• Requirement
Rewrite every line of the records below in full, increasing each x and y coordinate in the answers by 8. Leave all other numbers unchanged.

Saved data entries
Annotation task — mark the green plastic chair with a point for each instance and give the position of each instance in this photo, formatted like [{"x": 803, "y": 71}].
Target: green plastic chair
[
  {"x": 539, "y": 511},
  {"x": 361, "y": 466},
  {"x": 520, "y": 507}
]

• Answer for this exercise
Annotation task — mark the green plastic chair with a point for each instance and give the position of each instance in this photo, formatted like [{"x": 803, "y": 71}].
Target: green plastic chair
[
  {"x": 547, "y": 519},
  {"x": 369, "y": 474},
  {"x": 528, "y": 515}
]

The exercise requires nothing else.